Output only the lines below that start at the line containing "Target: corrugated metal roof" and end at the line containing "Target: chain-link gate panel", with both ends kept.

Segment Open

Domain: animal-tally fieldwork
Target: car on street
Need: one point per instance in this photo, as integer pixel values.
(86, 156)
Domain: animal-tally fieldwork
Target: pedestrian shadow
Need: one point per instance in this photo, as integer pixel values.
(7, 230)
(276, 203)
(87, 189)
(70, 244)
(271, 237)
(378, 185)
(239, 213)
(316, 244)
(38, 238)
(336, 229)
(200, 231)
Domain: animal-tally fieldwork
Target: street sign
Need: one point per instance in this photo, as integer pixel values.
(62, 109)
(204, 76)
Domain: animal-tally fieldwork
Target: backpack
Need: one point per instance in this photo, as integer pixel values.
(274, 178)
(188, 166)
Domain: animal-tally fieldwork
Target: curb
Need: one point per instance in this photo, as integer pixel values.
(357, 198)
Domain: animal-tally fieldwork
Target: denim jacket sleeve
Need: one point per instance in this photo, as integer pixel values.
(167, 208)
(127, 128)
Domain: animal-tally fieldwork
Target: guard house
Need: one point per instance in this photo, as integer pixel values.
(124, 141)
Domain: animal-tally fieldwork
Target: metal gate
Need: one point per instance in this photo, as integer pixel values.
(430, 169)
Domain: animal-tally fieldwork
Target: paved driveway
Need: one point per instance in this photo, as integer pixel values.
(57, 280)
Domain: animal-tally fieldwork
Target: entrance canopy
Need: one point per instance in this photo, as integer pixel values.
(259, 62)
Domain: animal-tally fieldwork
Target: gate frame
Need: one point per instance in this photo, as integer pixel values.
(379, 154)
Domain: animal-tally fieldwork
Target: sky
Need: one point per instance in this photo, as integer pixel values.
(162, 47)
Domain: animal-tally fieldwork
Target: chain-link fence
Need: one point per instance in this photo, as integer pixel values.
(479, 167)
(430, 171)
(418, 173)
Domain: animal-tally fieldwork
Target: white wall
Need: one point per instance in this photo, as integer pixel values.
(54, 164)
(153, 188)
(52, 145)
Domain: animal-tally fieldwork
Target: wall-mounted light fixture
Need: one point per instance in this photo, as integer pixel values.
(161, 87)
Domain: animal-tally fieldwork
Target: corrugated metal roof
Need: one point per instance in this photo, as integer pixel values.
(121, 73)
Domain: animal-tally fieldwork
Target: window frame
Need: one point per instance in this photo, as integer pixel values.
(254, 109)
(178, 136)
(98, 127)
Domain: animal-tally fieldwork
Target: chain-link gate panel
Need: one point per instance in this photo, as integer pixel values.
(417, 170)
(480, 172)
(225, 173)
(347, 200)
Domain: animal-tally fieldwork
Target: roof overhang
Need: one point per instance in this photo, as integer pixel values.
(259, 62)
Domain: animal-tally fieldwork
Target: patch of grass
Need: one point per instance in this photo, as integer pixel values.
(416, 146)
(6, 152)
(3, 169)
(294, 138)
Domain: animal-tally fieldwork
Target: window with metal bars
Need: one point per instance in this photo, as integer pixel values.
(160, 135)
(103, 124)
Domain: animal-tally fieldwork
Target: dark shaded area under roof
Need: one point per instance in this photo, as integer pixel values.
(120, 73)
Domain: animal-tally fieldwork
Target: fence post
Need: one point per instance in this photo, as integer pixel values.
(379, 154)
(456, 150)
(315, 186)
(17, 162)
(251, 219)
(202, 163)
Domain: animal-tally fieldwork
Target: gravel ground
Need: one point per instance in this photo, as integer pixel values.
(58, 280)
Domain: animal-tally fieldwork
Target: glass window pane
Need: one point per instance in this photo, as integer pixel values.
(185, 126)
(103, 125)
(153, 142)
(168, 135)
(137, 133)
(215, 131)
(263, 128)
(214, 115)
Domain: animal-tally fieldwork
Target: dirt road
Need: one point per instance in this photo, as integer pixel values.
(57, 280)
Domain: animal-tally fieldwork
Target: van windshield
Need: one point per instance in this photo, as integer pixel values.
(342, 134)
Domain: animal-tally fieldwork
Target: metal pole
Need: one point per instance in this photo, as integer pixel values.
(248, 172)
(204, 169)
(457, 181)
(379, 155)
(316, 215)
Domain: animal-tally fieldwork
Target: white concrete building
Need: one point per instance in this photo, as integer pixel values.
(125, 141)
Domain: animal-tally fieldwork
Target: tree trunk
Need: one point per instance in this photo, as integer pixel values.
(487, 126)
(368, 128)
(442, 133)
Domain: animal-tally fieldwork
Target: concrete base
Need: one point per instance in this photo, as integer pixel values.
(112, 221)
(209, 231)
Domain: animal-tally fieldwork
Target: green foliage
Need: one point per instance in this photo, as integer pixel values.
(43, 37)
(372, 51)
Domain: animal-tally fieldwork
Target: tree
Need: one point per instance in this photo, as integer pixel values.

Segment Closed

**Written solution:**
Target: corrugated metal roof
Need: one point per instance in this photo, as integer pixel values.
(121, 73)
Domain: animal-tally fieldwork
Target: window frame
Need: one point per instance in this photo, as integer pixel values.
(254, 109)
(178, 136)
(98, 127)
Domain: animal-tally fieldwork
Target: chain-link gate panel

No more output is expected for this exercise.